* **INSTRUCTIONS FOR THE TASK**
Transcribe the whole excerpt from the blog post about civility, keeping every word and character unchanged.

My whole person felt adored. My body was worshipped.

And it was almost unbearable.

41 thoughts on “Civility shouldn’t be rare. Or, why I almost cried twice in 24 hours.

  1. I can understand how overwhelming this can feel. But you didn’t experience this without a reason.
    There ARE men out there who will offer you this, what you need, and accept you as you are.
    Sometimes, I think I wasn’t ready for that before and that’s why I didn’t get it. We often look for something that scares us and then… we find reasons why it won’t work. I know I had a tendency to do that, even if I stayed instead of ran away.

    I know that you don’t really consider what I have with envy, and that’s fine. You need something different, but you also have to be truly open to it. Maybe you experiencing this was life showing you that you are now ready for it?

    All I wish for you Ann is that you find the happiness you deserve with a man who knows how lucky he is to have you.

    It was good to read this post. Though… FOUR hickeys? Wow!
    XO

  2. It’s truly sad that this has been your experience with men. Makes me happy I’m not dating right now… So happy to hear of your experience with this attentive man!

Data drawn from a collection
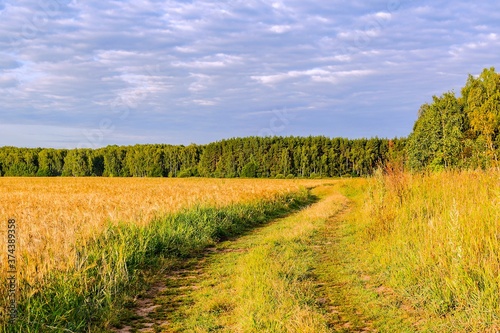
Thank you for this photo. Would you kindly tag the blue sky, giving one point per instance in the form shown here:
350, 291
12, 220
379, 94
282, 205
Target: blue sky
92, 73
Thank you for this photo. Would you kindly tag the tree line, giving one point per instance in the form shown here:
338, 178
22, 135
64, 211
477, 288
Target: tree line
459, 131
262, 157
450, 132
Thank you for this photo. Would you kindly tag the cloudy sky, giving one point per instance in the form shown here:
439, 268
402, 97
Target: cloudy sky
92, 73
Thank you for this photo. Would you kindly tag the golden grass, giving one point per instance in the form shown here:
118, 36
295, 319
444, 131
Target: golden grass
435, 239
53, 214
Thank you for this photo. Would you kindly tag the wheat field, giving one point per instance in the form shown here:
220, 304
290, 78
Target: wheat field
52, 214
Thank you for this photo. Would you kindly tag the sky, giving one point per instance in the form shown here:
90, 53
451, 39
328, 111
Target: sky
94, 73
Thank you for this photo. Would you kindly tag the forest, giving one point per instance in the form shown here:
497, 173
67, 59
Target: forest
252, 157
450, 132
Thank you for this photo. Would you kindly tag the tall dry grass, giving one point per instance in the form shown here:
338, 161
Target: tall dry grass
91, 230
435, 239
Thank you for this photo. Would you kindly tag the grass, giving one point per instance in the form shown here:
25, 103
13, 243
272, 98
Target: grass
433, 241
87, 295
413, 253
264, 281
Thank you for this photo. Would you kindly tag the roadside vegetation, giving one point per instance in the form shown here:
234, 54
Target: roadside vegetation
90, 294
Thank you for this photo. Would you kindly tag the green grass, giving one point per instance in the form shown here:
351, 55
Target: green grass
262, 282
431, 243
109, 268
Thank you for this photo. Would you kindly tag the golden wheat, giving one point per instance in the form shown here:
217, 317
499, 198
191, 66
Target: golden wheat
52, 214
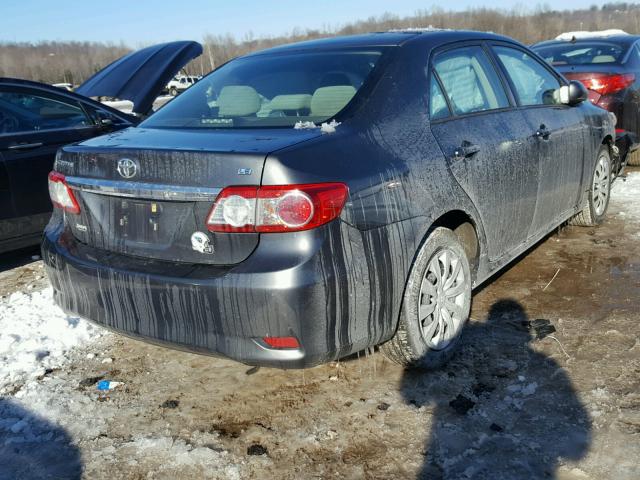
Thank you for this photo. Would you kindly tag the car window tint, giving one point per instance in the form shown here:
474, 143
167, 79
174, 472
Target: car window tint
98, 114
24, 112
534, 84
437, 103
271, 90
470, 81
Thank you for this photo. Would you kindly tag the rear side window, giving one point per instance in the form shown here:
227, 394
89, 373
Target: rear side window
470, 81
438, 108
533, 83
22, 112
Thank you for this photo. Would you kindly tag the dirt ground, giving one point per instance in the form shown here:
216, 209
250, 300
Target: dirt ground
509, 405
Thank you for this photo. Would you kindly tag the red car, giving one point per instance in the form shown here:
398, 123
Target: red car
608, 64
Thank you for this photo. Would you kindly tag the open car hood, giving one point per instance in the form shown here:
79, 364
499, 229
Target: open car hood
141, 75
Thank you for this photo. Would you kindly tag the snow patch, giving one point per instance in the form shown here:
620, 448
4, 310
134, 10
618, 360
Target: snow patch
304, 125
35, 335
329, 127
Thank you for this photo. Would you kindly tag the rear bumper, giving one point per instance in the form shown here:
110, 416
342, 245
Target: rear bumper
292, 285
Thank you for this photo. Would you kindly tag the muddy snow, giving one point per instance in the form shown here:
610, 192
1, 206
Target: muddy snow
545, 385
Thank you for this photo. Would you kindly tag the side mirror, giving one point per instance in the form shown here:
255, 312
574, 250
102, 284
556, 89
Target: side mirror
573, 94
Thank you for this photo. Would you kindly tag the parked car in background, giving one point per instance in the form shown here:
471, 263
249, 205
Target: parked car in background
310, 201
65, 86
36, 119
180, 83
608, 64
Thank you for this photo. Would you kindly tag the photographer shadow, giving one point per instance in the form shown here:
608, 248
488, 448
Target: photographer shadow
31, 447
500, 409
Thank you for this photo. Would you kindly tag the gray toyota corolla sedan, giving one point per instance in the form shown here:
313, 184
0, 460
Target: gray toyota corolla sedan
306, 202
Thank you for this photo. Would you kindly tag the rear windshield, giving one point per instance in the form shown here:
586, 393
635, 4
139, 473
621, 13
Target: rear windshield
581, 53
270, 91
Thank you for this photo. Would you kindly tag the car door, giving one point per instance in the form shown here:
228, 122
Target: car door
487, 143
35, 124
559, 129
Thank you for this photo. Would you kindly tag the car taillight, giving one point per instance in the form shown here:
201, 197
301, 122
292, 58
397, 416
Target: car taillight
282, 208
61, 195
605, 84
281, 342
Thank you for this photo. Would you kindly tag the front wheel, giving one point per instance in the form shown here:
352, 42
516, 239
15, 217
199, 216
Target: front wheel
595, 205
436, 304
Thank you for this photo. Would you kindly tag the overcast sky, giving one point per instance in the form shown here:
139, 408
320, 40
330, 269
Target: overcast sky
137, 22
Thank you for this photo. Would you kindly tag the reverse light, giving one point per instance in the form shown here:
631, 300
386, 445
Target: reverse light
61, 195
603, 83
281, 208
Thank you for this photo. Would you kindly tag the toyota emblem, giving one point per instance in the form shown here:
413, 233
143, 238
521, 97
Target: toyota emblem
127, 168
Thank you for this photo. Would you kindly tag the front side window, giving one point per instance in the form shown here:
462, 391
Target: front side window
25, 112
276, 90
470, 81
533, 83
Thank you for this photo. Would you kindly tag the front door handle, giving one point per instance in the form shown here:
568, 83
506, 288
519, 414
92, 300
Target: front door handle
465, 150
25, 146
543, 132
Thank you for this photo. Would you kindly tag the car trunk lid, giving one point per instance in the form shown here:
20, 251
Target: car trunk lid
147, 192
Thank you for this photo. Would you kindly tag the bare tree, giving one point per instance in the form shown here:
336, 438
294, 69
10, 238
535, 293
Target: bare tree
74, 62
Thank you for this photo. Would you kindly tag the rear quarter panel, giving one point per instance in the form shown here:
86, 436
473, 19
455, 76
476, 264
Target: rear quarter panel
399, 184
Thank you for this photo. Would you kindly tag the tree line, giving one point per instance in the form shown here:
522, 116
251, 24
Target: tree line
74, 62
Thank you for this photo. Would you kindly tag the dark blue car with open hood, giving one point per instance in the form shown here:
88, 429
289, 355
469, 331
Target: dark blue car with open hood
36, 119
306, 202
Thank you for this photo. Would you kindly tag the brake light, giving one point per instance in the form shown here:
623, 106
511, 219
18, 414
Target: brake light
281, 342
285, 208
61, 195
605, 84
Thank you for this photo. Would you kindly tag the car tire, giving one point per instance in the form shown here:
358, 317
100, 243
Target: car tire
429, 342
595, 205
634, 158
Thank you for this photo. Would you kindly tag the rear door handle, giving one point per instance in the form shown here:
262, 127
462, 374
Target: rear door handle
543, 132
25, 146
465, 150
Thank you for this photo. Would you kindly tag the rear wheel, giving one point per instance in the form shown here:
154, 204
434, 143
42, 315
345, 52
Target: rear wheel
634, 158
436, 304
596, 203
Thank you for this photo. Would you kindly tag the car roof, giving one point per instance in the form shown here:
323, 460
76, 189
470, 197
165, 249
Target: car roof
393, 38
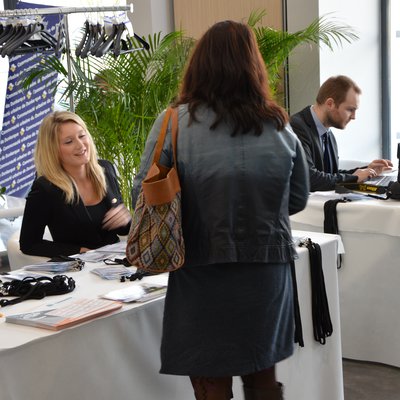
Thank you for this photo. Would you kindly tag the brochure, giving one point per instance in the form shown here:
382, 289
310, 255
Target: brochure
138, 292
64, 313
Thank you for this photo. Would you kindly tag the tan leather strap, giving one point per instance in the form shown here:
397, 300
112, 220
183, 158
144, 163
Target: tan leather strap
161, 137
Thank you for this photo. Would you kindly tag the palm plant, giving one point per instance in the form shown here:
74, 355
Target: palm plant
119, 98
276, 46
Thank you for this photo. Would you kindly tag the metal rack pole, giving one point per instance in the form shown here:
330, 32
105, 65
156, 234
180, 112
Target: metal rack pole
62, 10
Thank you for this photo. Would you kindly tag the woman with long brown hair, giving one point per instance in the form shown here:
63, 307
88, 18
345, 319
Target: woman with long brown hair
228, 310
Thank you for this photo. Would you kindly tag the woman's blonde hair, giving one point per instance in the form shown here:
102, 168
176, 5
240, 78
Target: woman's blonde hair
47, 157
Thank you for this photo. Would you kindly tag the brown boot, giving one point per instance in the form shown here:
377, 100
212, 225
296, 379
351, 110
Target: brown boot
264, 394
212, 388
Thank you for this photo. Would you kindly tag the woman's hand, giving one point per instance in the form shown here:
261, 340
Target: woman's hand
364, 174
380, 165
116, 217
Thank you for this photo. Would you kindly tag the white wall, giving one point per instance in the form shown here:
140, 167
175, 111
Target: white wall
309, 67
152, 16
360, 60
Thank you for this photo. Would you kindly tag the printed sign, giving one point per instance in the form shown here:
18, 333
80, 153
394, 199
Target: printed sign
23, 112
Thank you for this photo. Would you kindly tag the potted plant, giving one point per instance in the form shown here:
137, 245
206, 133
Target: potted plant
119, 98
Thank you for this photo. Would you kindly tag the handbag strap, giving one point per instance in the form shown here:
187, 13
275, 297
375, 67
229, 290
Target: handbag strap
171, 112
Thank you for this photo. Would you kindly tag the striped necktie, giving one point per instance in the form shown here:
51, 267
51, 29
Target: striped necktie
327, 157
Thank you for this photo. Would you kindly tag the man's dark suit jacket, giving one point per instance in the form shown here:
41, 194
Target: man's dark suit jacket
70, 225
304, 126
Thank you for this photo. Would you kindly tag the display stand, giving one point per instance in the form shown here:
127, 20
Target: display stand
64, 11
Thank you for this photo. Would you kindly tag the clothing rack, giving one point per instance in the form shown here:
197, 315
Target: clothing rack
65, 11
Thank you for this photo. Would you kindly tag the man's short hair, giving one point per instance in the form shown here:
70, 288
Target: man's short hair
336, 87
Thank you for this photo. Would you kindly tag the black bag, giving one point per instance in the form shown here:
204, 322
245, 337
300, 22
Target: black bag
35, 288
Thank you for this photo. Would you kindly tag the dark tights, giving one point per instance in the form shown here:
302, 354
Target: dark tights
221, 388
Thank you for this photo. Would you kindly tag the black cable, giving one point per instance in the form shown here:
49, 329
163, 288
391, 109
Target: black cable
322, 324
298, 331
35, 288
330, 220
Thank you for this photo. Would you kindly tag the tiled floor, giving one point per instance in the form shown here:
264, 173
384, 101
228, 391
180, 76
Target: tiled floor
370, 381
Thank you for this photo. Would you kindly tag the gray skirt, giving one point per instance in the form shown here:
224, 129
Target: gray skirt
227, 319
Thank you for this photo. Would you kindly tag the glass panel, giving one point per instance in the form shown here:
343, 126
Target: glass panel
395, 75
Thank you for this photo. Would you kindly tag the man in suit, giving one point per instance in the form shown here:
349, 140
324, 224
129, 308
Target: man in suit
336, 105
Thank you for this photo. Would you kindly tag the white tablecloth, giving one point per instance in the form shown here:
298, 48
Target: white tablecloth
10, 209
369, 279
117, 356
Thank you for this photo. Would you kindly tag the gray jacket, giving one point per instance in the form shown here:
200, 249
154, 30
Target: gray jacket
237, 191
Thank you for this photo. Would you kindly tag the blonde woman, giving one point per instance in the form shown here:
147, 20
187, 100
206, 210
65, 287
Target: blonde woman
75, 195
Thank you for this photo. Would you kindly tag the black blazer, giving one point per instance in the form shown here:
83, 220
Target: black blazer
304, 126
70, 225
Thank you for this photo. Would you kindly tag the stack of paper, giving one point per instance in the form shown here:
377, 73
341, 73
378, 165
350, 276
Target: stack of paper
56, 317
112, 271
138, 292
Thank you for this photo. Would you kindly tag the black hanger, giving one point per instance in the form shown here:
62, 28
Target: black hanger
142, 41
103, 48
35, 38
100, 40
21, 34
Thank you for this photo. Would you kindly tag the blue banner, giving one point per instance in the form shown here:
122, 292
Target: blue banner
23, 112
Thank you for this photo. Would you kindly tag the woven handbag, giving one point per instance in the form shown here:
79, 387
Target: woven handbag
155, 241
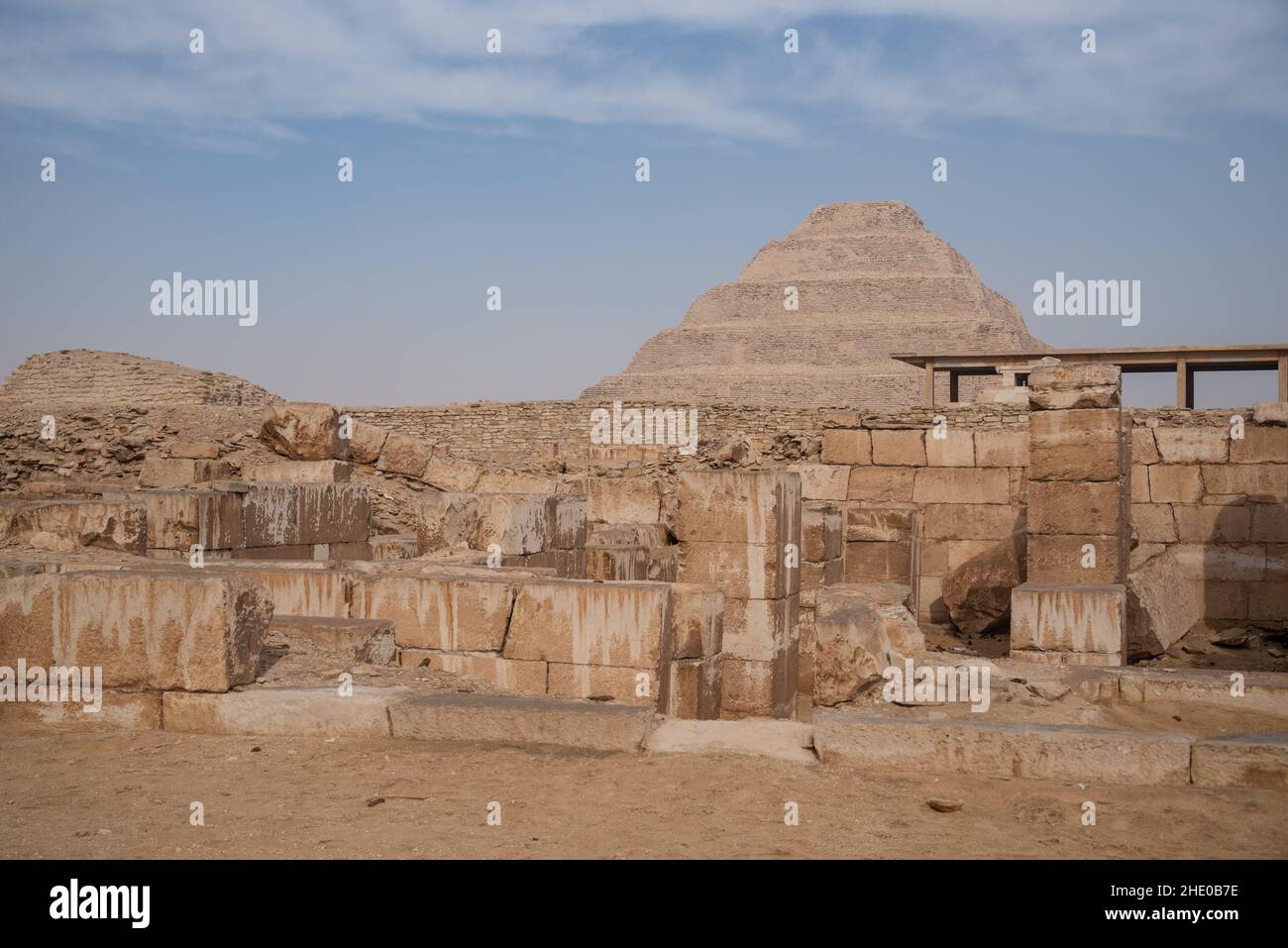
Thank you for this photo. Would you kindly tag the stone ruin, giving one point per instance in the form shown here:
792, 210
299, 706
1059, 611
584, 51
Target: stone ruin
220, 561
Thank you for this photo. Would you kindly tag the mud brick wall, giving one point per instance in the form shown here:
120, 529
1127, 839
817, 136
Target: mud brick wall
1220, 504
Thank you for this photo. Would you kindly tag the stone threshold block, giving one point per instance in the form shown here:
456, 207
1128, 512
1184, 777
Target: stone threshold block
145, 629
283, 711
1003, 751
370, 640
520, 721
1241, 760
119, 711
1087, 620
781, 740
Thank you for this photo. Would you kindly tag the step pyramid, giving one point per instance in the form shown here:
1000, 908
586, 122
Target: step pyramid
870, 278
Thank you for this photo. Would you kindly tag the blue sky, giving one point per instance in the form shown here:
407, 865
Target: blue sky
516, 170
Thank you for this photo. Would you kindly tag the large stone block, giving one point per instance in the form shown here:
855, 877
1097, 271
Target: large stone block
445, 520
741, 571
1069, 618
876, 561
1070, 507
1162, 605
1266, 481
1001, 449
600, 682
846, 446
1260, 446
366, 442
1081, 561
301, 472
859, 631
506, 674
739, 507
623, 500
962, 485
1193, 445
450, 613
760, 629
1241, 760
970, 520
286, 711
303, 430
522, 721
516, 523
978, 592
879, 523
181, 630
822, 533
1068, 754
697, 621
881, 484
954, 450
822, 480
404, 455
110, 524
1074, 386
572, 622
449, 473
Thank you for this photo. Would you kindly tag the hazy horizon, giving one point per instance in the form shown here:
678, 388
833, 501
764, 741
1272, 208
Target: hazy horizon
518, 170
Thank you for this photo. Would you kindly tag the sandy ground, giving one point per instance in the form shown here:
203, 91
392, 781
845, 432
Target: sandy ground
128, 793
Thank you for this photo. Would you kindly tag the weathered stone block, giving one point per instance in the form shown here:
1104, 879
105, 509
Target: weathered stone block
896, 447
576, 622
739, 507
962, 485
1069, 618
846, 446
1064, 507
184, 630
404, 455
450, 613
954, 450
450, 473
822, 535
623, 500
1001, 449
303, 430
881, 484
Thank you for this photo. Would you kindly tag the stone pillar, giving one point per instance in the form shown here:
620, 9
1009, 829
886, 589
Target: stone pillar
1072, 609
741, 533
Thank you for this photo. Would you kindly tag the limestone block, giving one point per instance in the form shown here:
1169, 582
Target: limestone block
739, 507
1067, 506
896, 447
1069, 618
623, 500
404, 455
861, 630
303, 430
449, 613
158, 629
741, 571
1162, 605
822, 535
578, 622
450, 473
846, 446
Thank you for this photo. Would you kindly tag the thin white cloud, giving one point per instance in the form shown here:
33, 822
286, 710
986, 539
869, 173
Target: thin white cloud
273, 65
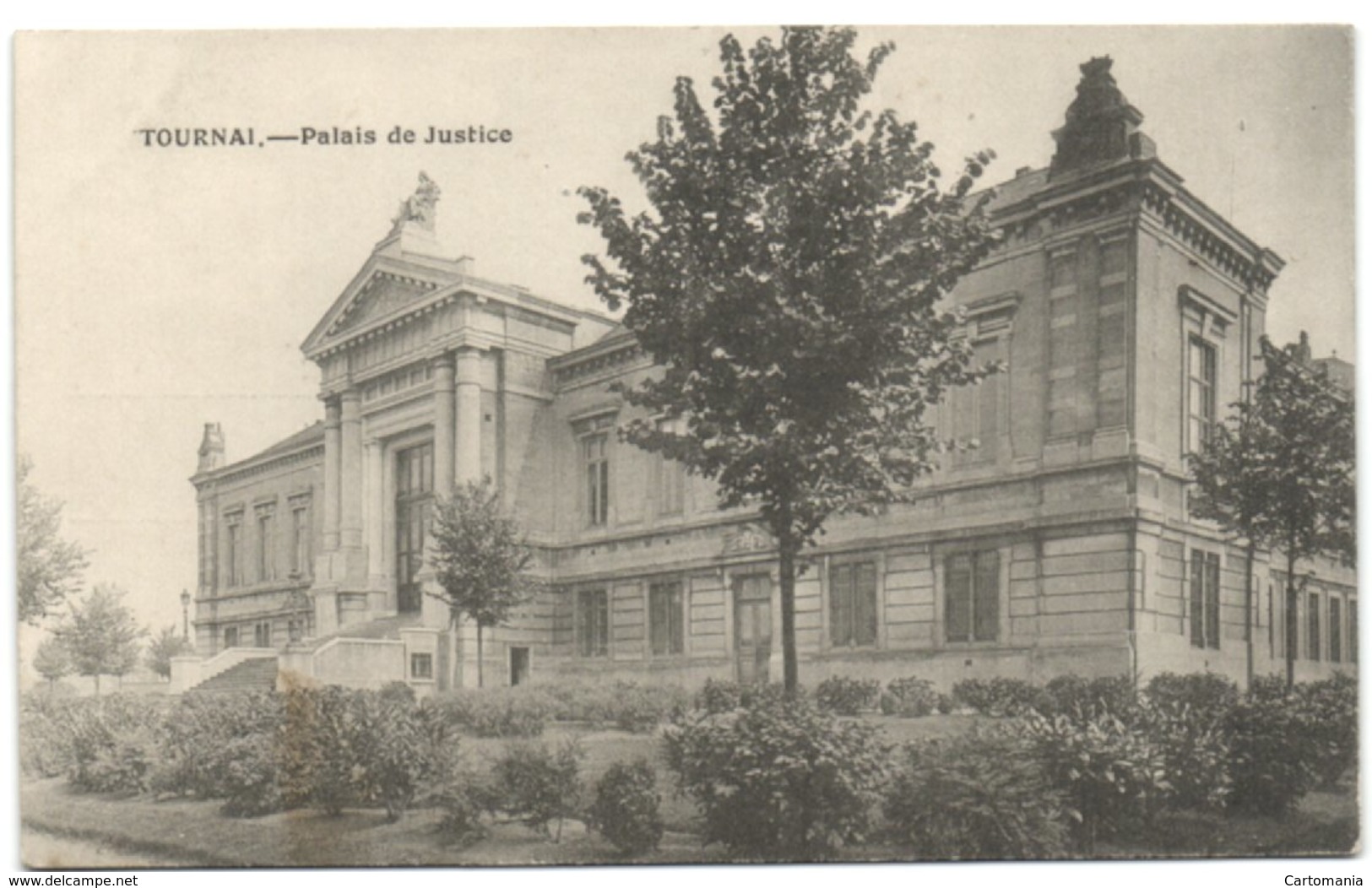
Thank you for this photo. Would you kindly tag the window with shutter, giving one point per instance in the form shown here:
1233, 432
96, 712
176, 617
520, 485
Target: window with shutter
972, 596
1205, 598
852, 604
958, 607
593, 622
664, 616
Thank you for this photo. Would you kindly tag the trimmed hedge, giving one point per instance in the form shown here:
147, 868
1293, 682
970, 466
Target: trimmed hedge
778, 777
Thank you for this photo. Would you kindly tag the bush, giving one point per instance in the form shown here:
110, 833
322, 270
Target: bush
252, 776
320, 748
1069, 693
847, 696
998, 696
1110, 773
626, 807
195, 737
47, 729
1196, 752
463, 800
1331, 710
911, 697
497, 712
724, 696
1202, 692
979, 796
537, 785
778, 777
402, 750
625, 704
1273, 762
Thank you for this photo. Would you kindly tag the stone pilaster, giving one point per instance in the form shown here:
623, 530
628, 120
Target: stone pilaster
375, 517
443, 425
468, 416
333, 489
350, 471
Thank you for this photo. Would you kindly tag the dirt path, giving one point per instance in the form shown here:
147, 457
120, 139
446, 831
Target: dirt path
43, 850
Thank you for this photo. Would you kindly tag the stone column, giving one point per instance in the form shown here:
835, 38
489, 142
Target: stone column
443, 425
350, 473
333, 414
375, 513
468, 416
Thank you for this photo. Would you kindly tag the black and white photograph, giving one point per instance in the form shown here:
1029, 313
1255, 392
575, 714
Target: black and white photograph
619, 447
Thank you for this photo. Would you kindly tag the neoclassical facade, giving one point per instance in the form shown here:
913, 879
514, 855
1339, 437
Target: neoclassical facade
1126, 313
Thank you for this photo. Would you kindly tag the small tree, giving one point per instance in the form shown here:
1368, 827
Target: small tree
50, 567
102, 636
788, 280
162, 648
480, 559
52, 660
1280, 473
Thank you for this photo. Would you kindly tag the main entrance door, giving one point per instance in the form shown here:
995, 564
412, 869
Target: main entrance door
752, 627
413, 495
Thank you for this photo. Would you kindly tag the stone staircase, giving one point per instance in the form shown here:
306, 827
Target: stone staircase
256, 674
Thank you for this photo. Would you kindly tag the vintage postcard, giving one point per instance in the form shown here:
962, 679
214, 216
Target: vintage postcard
618, 447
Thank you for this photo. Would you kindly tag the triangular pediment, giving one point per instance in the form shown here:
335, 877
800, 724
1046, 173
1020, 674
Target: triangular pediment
380, 295
388, 283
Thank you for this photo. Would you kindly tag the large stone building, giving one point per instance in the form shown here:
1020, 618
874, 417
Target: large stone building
1126, 313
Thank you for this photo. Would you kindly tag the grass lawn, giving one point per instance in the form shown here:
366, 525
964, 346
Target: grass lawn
188, 832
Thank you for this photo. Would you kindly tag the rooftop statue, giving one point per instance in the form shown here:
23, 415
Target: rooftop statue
419, 208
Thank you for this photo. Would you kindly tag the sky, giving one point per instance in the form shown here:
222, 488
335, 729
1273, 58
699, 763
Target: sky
160, 289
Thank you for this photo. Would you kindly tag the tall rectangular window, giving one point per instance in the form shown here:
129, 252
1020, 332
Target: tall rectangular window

* **TASK SOLUTION**
My whole person felt adored. My body was worshipped.

And it was almost unbearable.

41 thoughts on “Civility shouldn’t be rare. Or, why I almost cried twice in 24 hours.

  1. I can understand how overwhelming this can feel. But you didn’t experience this without a reason.
    There ARE men out there who will offer you this, what you need, and accept you as you are.
    Sometimes, I think I wasn’t ready for that before and that’s why I didn’t get it. We often look for something that scares us and then… we find reasons why it won’t work. I know I had a tendency to do that, even if I stayed instead of ran away.

    I know that you don’t really consider what I have with envy, and that’s fine. You need something different, but you also have to be truly open to it. Maybe you experiencing this was life showing you that you are now ready for it?

    All I wish for you Ann is that you find the happiness you deserve with a man who knows how lucky he is to have you.

    It was good to read this post. Though… FOUR hickeys? Wow!
    XO

  2. It’s truly sad that this has been your experience with men. Makes me happy I’m not dating right now… So happy to hear of your experience with this attentive man!